Data in this exercise =

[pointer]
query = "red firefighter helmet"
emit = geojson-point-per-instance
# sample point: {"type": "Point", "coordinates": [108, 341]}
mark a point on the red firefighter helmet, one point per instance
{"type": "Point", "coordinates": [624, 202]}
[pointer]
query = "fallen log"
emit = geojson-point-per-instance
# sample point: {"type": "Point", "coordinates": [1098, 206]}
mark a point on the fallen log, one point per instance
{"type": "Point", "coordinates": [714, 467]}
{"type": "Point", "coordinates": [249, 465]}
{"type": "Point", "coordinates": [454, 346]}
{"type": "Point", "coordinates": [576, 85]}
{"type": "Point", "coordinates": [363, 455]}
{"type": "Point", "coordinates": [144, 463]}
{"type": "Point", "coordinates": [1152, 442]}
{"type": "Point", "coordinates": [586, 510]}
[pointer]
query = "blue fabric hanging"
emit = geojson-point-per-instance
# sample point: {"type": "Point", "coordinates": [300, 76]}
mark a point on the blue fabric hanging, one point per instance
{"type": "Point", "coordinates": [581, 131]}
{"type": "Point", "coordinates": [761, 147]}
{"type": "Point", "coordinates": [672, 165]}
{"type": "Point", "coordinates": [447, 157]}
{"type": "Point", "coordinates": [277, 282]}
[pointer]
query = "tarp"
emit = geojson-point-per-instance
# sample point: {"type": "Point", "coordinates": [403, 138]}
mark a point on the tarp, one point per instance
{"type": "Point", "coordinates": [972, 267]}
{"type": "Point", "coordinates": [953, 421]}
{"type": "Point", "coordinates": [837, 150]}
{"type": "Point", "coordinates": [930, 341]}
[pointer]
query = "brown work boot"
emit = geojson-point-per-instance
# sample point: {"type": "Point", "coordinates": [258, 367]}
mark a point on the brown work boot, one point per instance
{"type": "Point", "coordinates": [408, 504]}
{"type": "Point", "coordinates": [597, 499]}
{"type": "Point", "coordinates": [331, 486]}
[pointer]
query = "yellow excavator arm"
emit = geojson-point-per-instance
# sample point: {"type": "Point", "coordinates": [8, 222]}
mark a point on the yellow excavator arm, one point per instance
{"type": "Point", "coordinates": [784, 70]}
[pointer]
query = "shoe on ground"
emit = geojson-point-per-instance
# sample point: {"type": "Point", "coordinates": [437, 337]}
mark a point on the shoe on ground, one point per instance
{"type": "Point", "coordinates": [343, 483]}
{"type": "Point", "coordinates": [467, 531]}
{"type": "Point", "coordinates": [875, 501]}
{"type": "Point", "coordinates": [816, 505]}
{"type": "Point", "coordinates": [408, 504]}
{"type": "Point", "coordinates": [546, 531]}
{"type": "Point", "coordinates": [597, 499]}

Given exercise = Please pull out every line of the data above that contains the word "fabric". Case counts, so match it letter for letter.

Exercise result =
query = "blue fabric hanging"
mark a point on the blue fabric hanging, one point per instance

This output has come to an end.